▶ Your goal
Repeat all the data exactly, and where a record holds a picture, leave that picture out.

▶ Record excerpts
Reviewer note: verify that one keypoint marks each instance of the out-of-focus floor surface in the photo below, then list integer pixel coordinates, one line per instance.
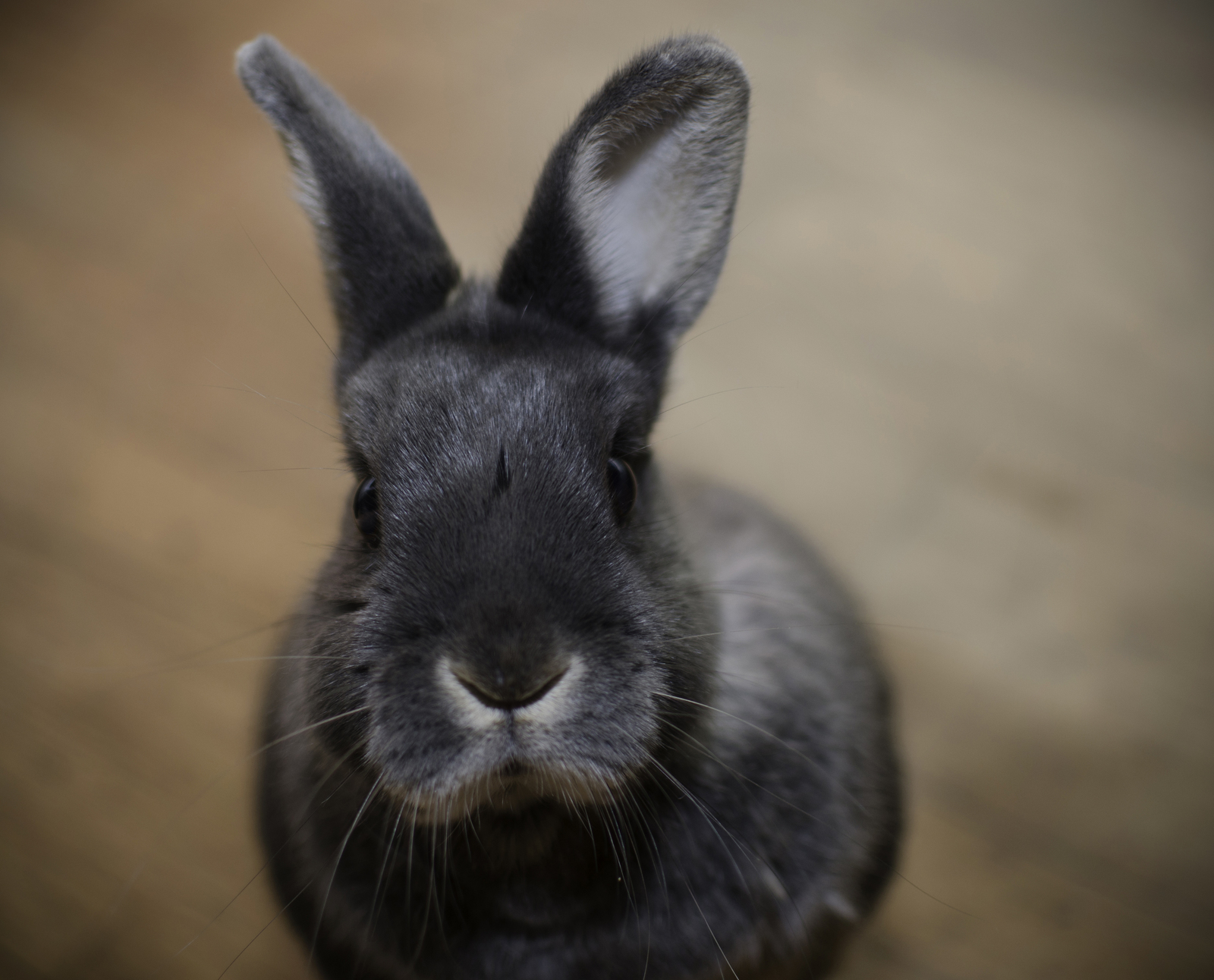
(964, 338)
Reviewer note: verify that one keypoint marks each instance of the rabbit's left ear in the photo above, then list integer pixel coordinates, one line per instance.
(386, 262)
(631, 221)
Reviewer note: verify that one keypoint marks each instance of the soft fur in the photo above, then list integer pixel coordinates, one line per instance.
(520, 732)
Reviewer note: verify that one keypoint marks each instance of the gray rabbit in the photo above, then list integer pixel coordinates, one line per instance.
(543, 716)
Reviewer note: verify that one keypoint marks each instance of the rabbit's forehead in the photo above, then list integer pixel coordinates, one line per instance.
(447, 402)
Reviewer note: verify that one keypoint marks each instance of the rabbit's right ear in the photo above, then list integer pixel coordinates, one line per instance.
(628, 230)
(386, 262)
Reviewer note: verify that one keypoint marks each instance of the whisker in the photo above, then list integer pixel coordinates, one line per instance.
(277, 916)
(333, 877)
(310, 813)
(285, 290)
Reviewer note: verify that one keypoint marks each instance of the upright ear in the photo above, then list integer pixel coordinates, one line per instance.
(388, 265)
(631, 220)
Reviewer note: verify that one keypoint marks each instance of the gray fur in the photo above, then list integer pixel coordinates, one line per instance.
(522, 730)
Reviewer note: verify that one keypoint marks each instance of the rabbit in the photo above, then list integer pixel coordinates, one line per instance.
(543, 714)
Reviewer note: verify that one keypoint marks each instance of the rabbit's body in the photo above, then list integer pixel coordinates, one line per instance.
(542, 718)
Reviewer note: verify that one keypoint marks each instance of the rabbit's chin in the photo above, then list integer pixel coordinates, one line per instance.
(510, 790)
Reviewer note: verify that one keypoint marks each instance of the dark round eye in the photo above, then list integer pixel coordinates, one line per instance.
(367, 510)
(622, 482)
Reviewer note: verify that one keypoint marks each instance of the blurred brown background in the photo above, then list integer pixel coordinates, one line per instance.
(964, 338)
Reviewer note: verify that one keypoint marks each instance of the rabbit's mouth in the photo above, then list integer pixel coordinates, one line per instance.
(511, 789)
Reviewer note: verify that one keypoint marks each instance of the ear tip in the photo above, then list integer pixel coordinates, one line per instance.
(260, 61)
(700, 51)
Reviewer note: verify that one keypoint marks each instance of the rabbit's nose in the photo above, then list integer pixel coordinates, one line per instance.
(507, 694)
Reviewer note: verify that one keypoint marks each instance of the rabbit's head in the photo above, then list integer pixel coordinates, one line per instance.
(509, 617)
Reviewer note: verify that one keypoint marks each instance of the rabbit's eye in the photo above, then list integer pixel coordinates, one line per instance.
(622, 482)
(367, 510)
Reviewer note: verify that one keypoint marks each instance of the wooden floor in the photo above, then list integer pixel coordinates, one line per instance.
(965, 338)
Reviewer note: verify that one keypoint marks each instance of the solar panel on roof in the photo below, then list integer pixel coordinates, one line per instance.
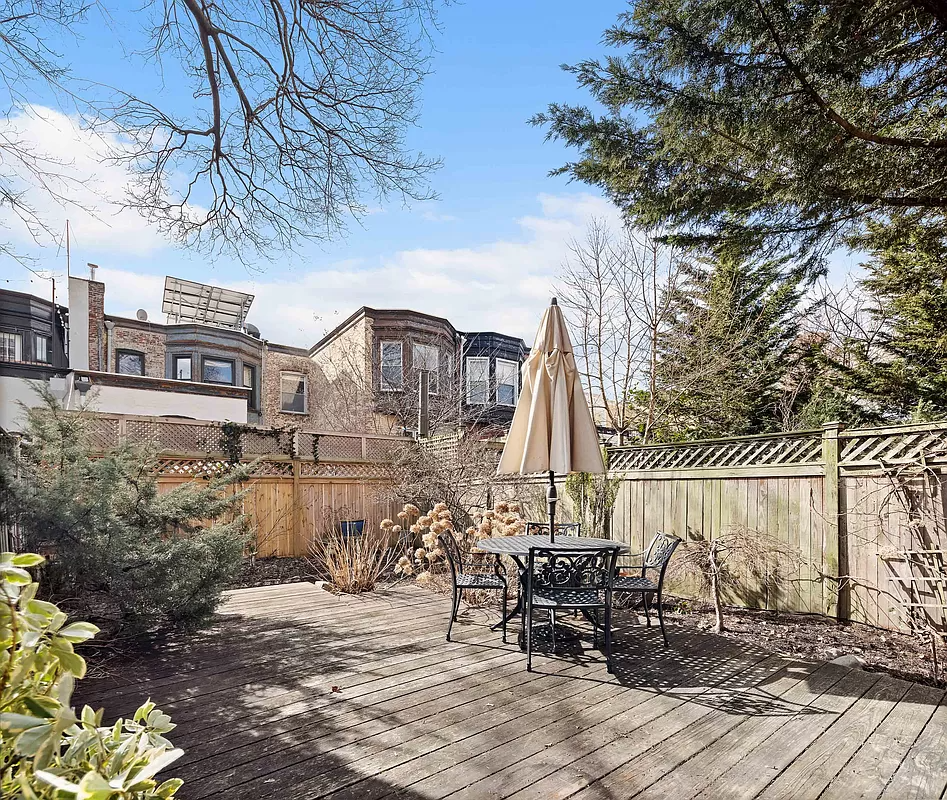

▶ Result for this exercise
Reviewer note: verify that one keypoint marks each instance of the out-of-focus floor surface in the photo below, then list integer pixel coordinates, one line per instance.
(964, 338)
Reviewer note: verify that one keypoint marks each instance of the rabbit's left ear in the photo above, then list integer pixel coordinates, one line per instance.
(386, 262)
(631, 221)
Reviewer note: verify that one keypoint marks each instance of the soft fur in the photo above, then list integer pixel coordinates, one line per instance.
(520, 732)
Reviewer note: verify that one keypoint marks each instance of the gray rabbit in the photo above, then list integer pixel coordinates, one line per instance.
(543, 716)
Reviewer note: verify that one keypoint marks each instance of the rabbit's forehead in the photo above, then list integer pixel coordinates, one line per instance.
(447, 402)
Reviewer note: verify that one keypoint marks each instance of the rabbit's right ear in the photo above, then list integer pixel coordinates, one line per instance.
(628, 230)
(386, 262)
Reviewer note: verify that one keypoint marks each instance of the whisker in the photo above, then list integer pixel coordinates, one line per instance.
(277, 916)
(333, 877)
(310, 813)
(285, 290)
Reviewer note: verify that one keypoint marks each instance of the upright ear in the photo above, then list integer pixel coordinates, one line per instance.
(388, 265)
(631, 220)
Reviewer note: verify that one keypoint marks each instance of the gray fur in the photo above, then list integer pixel coordinates, one line per instance.
(522, 730)
Reviewer note: verify that one keypoint marks each instance of the rabbit in the photo above, then list integer pixel coordinates, one line per instance.
(543, 714)
Reviewer note: verify that one keypoint marks each instance of the rabbit's body in the photo above, then list integer pixel coordinates, one line per instance.
(542, 718)
Reviewer note: verify that one keypoint marks each instance of the rabbit's chin in the photo above, then list integer pixel coordinates, one line per instance.
(510, 790)
Reviewer note: verify that one keypoint marks each instance of the dark round eye in the photo above, then list integer pixel coordinates, one line per instance.
(367, 510)
(622, 482)
Reviewer note: verify that one keypoint marks each instance of the blurred brown background in the photo above, then list integer pixel coordinates, one line per instance.
(964, 338)
Reviewer note: verify that one keypoint marks each instance of the rabbit's mouth in the photo above, then list integer pixel coordinates, one line per instance.
(511, 789)
Reviewer note: verify that one keypoint marks each instance of the ear tip in the photo above, then list integer pixel coordinates, one line per instance.
(260, 61)
(700, 51)
Reviewer note: verify that one keypoint marks each instance of the rabbit's nose in the photo above, then list integer pixel coordinates, one line per instance.
(507, 694)
Reviewer note: verify that one keypoint marks each instance of the rabbit's head in the photo above, then list integer pixel coordinates, one line per instance.
(509, 617)
Reviewer note: verify that one keypoint marks each instance of the rabbit's eye in the photo above, then list integer pixel coordinates, one line per instance.
(622, 482)
(367, 510)
Reviewer note: verify that one keypoint marks each instance of the wooden floor in the photo above, then list integer pixel coordinates, one line per instance.
(965, 338)
Reviewer note: verify that one keypoint marks each instance of the solar panel on roof in the photo below, then list integer pixel coordinates, one line per instance.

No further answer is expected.